**TAREFAS A REALIZAR**
1. Quais tipos de emendas ao orçamento são citados no texto sobre o orçamento federal?
2. As afirmações a seguir estão de acordo com o texto sobre o orçamento federal? Responda sim ou não a cada uma e cite as palavras do texto que decidem a resposta.
(a) A RCN 1/2006 é uma resolução do Congresso Nacional que regulamentou a participação dos legisladores no processo orçamentário.
(b) As emendas de relator-geral foram inicialmente previstas na LDO de 2022.
(c) Nos termos da CF-88, as emendas do relator-geral servem para corrigir erros e preencher omissões da proposta original do Poder Executivo.
3. De acordo com o texto sobre o orçamento federal, qual jornal afirmou que os recursos do orçamento secreto têm sido usados para beneficiar uma parcela dos congressistas?

Problemas de transparência e planejamento: alterações na relação Legislativo-Executivo no processo orçamentário brasileiro

Escrito por Vitor Vasquez (Professor Substituto da UFPI) e Raul Bonfim (Doutorando em Ciência Política na Unicamp).

O plenário da Câmara dos Deputados durante votação da PEC dos Precatórios | Cristiano Mariz. Fonte: O Globo.

O orçamento federal tem ocupado lugar central no debate público recente. O eixo da discussão tem girado em torno do polêmico “orçamento secreto”. Em termos técnicos, o orçamento secreto corresponde às emendas orçamentárias de relator-geral alocadas ao Projeto de Lei do Orçamento Anual (PLOA). Em matérias publicadas no ano, o jornal O Estado de São Paulo afirma que esses recursos têm sido utilizados para beneficiar uma parcela dos congressistas sem que seja possível identificar o autor da indicação e a localidade destino.  Portanto, sem que seja dada a devida transparência à execução desta parcela do orçamento.

Contudo, não devemos derivar disso que a participação do Legislativo no orçamento da União seja algo necessariamente novo e sem transparência. Desde 1988, a Constituição Federal (CF-88) condiciona as regras e os limites para essa atuação. De modo complementar, a Resolução n°1 de 2006 do Congresso Nacional (RCN 1/2006) regulamentou as formas de participação dos legisladores nesse processo.

Nos termos inscritos na CF-88, as emendas do relator-geral servem para corrigir erros e preencher omissões da proposta original encaminhada pelo Poder Executivo. Sua principal função seria ajustar as despesas e as receitas, garantindo que os recursos federais sejam suficientes para a implementação das políticas prioritárias do governo. Por outro lado, a RCN 1/2006 define outros dois tipos de emendas ao orçamento: individuais, apresentadas por deputados e senadores; e coletivas, apresentadas por bancadas estaduais e pelas comissões permanentes A novidade nas emendas de relator-geral, inicialmente previstas na Lei de Diretrizes Orçamentárias (LDO) de 2020, está em sua capacidade de propor despesas e programações não previstas no orçamento anual, contrariando as normas inscritas na CF-88.

**MATERIAL FORNECIDO**
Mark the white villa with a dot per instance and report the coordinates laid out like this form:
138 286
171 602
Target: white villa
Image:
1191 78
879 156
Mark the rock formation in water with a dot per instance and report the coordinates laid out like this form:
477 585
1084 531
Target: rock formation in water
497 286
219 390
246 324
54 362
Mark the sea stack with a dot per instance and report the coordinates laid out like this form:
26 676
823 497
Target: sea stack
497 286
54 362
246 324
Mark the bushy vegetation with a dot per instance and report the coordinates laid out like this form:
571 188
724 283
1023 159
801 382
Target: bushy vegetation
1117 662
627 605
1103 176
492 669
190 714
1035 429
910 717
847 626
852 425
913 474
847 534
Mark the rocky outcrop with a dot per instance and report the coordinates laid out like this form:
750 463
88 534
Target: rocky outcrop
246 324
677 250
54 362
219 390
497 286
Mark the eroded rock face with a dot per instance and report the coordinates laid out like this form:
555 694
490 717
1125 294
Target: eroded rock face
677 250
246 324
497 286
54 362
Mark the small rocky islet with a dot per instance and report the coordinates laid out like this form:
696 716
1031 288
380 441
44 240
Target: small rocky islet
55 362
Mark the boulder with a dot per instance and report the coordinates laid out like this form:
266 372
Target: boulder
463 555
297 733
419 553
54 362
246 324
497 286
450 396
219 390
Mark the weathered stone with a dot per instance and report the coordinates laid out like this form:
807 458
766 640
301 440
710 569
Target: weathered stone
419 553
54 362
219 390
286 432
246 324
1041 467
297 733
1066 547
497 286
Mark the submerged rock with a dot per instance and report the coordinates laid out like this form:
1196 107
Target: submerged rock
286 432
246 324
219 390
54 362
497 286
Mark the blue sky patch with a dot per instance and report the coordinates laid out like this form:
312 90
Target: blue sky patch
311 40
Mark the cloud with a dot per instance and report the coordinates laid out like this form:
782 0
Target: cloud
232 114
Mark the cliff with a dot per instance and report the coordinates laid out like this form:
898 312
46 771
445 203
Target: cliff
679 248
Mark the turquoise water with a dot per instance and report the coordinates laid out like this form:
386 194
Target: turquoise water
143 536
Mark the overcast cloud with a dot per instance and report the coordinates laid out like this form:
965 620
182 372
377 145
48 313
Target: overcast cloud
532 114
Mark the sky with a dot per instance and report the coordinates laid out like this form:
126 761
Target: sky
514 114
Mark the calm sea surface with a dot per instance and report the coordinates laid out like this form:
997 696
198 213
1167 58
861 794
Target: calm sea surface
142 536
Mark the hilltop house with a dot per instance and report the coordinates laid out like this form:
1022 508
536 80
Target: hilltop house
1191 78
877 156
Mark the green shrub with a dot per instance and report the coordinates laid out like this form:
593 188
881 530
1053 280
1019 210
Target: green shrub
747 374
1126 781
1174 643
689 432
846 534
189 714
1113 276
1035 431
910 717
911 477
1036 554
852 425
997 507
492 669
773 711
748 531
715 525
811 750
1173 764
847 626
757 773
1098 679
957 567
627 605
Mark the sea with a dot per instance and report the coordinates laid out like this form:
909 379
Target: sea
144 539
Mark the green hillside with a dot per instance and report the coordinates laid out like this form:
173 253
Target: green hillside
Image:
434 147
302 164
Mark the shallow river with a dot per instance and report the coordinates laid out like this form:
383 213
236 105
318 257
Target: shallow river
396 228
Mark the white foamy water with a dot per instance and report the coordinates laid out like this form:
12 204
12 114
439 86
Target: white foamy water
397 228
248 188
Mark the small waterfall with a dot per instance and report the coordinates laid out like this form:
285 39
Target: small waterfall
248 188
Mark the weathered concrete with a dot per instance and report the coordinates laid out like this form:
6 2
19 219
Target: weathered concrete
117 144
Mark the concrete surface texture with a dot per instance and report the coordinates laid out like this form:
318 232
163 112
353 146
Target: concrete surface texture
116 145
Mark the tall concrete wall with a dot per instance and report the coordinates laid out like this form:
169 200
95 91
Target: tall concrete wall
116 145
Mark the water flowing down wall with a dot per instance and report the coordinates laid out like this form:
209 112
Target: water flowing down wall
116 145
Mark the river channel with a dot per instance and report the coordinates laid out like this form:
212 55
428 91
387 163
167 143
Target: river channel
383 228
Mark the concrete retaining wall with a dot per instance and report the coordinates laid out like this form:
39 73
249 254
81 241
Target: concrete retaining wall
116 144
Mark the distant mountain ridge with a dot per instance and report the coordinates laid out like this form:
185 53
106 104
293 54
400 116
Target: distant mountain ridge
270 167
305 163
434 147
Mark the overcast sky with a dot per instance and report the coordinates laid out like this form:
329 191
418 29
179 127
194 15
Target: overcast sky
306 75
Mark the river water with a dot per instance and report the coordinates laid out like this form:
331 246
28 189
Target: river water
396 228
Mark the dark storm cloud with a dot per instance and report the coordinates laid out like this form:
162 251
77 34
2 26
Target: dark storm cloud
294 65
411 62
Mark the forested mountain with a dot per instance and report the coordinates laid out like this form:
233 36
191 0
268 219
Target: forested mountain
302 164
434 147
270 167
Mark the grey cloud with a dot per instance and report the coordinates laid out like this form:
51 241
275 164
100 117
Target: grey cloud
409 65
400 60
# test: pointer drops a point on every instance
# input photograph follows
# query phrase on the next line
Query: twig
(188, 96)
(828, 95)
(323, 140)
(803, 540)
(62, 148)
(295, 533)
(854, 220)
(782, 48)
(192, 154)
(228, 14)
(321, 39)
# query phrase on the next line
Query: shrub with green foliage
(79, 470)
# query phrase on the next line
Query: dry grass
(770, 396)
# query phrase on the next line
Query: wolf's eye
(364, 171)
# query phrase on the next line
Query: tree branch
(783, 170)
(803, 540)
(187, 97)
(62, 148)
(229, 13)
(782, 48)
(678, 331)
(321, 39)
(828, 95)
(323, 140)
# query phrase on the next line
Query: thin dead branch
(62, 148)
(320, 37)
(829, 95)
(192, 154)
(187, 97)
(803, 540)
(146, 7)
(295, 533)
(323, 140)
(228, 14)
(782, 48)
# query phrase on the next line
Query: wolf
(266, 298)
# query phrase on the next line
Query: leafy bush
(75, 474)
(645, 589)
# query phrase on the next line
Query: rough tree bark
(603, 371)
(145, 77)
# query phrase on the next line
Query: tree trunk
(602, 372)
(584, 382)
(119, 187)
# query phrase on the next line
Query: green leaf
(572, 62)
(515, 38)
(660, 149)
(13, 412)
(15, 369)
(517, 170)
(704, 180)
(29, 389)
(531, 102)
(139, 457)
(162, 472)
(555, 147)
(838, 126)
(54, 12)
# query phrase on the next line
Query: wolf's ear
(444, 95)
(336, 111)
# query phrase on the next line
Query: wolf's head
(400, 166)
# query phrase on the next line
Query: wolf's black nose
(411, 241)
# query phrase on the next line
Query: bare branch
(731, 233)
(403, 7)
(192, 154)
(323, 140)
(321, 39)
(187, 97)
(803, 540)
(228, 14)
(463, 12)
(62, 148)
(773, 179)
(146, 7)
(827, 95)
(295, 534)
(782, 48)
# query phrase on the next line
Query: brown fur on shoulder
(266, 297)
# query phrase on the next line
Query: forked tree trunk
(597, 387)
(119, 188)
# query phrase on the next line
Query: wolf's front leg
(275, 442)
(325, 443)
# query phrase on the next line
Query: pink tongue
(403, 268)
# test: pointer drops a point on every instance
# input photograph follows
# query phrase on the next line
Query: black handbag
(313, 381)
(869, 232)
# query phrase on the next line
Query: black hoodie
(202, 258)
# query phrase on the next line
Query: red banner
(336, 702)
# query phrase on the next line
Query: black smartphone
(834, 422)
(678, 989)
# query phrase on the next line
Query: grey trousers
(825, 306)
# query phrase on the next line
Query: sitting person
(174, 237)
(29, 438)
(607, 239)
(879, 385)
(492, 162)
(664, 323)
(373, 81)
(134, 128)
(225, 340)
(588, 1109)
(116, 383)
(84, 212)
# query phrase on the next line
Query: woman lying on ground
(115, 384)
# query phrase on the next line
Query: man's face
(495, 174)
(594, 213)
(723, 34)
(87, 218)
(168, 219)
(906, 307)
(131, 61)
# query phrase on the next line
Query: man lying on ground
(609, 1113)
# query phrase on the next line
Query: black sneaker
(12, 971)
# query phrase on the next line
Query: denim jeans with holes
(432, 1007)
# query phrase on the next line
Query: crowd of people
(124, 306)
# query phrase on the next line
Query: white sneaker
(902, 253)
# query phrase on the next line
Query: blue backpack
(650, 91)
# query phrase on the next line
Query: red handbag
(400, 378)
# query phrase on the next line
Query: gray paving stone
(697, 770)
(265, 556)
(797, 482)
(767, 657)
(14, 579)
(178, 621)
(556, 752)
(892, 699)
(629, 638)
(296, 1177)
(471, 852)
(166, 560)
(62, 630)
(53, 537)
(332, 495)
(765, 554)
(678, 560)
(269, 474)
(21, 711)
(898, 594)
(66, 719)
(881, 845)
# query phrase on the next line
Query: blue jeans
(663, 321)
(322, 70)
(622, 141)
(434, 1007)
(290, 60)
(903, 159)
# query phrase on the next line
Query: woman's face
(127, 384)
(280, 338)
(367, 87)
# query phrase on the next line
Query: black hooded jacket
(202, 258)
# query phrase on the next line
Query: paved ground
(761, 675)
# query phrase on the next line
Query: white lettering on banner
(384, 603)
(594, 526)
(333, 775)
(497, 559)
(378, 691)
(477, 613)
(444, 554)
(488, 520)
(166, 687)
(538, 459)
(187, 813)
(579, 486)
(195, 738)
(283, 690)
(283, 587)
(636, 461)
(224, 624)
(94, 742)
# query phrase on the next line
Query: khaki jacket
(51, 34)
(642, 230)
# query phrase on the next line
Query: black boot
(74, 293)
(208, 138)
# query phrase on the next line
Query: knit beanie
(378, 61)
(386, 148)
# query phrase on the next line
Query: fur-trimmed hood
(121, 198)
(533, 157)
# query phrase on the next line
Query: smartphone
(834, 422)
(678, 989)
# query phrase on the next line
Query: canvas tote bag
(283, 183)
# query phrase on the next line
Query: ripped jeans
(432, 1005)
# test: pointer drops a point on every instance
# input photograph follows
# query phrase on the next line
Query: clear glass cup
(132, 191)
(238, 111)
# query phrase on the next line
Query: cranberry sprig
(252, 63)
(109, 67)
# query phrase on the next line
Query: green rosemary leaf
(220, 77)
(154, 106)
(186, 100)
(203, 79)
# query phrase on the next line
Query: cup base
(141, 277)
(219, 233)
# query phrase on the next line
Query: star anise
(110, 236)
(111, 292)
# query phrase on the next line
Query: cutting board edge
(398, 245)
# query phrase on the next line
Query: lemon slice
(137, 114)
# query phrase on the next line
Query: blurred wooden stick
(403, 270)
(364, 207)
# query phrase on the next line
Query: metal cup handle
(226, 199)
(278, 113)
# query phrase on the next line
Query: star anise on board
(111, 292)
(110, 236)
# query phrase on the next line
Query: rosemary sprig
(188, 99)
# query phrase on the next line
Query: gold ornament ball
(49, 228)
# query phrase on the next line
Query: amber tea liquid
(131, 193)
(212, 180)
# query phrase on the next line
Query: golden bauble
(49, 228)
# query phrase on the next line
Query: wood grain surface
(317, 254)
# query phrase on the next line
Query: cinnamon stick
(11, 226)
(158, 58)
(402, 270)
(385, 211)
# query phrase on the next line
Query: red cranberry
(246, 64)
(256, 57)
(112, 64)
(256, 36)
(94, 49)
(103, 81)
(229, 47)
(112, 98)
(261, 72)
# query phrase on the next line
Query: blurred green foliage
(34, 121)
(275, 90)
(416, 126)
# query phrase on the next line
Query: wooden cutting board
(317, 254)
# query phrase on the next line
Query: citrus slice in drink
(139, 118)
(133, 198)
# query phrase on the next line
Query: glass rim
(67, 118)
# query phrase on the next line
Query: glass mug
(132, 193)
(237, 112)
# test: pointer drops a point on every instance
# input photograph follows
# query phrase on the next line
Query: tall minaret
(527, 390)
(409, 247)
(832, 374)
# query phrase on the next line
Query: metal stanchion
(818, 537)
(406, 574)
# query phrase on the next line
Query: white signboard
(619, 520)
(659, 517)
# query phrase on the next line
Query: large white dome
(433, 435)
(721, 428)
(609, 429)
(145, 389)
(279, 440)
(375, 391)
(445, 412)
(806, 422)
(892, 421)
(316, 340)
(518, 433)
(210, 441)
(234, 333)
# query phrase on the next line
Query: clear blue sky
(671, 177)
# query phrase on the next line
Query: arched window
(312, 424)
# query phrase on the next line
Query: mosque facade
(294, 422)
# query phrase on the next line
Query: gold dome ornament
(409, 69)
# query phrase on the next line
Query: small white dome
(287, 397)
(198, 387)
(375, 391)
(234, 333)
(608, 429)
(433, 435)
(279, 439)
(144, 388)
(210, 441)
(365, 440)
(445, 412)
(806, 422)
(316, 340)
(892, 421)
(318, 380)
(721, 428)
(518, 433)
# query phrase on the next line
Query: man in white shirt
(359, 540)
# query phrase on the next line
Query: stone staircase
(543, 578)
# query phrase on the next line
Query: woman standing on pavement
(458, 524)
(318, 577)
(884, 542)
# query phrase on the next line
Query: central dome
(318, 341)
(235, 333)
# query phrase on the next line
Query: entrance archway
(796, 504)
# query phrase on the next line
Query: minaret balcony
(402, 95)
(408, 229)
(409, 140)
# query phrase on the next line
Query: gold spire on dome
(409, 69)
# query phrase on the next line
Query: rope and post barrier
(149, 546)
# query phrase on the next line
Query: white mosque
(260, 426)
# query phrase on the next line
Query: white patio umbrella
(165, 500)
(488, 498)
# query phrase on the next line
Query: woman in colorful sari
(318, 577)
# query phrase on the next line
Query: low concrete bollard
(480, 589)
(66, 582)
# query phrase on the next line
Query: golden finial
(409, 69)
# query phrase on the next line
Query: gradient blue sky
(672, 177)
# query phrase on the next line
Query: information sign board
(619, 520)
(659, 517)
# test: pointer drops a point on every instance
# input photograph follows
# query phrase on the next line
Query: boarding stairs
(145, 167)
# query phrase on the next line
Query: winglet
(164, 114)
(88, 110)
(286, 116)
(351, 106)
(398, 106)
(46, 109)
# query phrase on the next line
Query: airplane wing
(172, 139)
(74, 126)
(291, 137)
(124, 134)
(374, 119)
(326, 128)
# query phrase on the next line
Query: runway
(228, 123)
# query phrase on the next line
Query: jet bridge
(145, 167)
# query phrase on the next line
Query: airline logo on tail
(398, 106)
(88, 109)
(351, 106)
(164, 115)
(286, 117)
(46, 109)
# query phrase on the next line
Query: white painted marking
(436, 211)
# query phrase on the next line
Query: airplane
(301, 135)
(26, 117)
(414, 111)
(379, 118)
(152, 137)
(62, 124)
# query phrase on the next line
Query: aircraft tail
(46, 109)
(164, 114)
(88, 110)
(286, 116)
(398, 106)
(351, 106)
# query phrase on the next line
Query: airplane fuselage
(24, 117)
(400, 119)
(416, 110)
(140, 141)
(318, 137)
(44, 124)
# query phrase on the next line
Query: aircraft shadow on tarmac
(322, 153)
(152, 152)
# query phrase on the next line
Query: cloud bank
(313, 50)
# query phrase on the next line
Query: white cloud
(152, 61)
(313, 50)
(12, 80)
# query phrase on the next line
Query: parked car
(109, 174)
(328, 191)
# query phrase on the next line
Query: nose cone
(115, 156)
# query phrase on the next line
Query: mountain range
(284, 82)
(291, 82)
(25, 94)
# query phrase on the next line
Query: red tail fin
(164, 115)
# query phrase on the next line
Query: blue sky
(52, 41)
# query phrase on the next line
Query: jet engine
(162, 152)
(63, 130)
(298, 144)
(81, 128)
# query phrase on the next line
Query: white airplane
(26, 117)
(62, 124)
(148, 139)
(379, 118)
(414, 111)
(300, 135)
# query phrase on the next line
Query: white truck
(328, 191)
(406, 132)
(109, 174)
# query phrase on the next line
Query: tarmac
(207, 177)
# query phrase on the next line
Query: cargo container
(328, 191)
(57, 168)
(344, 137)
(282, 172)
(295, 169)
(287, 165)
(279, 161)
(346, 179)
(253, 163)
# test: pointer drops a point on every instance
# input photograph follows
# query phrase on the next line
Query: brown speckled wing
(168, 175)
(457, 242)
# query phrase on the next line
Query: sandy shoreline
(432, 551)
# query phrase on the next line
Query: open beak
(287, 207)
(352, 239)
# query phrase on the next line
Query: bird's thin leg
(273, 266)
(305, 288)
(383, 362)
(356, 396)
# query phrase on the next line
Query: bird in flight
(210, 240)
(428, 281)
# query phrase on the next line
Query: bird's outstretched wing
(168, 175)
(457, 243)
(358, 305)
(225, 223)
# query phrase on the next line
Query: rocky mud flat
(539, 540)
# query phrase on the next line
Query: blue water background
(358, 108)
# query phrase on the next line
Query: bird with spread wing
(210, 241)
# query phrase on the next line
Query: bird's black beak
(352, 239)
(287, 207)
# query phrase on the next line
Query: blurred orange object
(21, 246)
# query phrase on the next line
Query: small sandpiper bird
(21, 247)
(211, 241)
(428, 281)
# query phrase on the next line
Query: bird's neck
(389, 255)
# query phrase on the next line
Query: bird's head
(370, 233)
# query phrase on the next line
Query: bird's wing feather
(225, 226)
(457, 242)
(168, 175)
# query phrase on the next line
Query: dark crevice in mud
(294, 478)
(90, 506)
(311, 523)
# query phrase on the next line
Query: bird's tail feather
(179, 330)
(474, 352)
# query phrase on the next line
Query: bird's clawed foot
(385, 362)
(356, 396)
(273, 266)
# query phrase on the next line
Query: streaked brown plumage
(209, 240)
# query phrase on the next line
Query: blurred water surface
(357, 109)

**RESPOSTAS DO EXERCÍCIO**
1. Emendas de relator-geral; emendas individuais, apresentadas por deputados e senadores; e emendas coletivas, apresentadas por bancadas estaduais e pelas comissões permanentes.

2.
(a) Sim: "a Resolução n°1 de 2006 do Congresso Nacional (RCN 1/2006) regulamentou as formas de participação dos legisladores nesse processo".
(b) Não: "inicialmente previstas na Lei de Diretrizes Orçamentárias (LDO) de 2020".
(c) Sim: "Nos termos inscritos na CF-88, as emendas do relator-geral servem para corrigir erros e preencher omissões da proposta original encaminhada pelo Poder Executivo".

3. O jornal O Estado de São Paulo.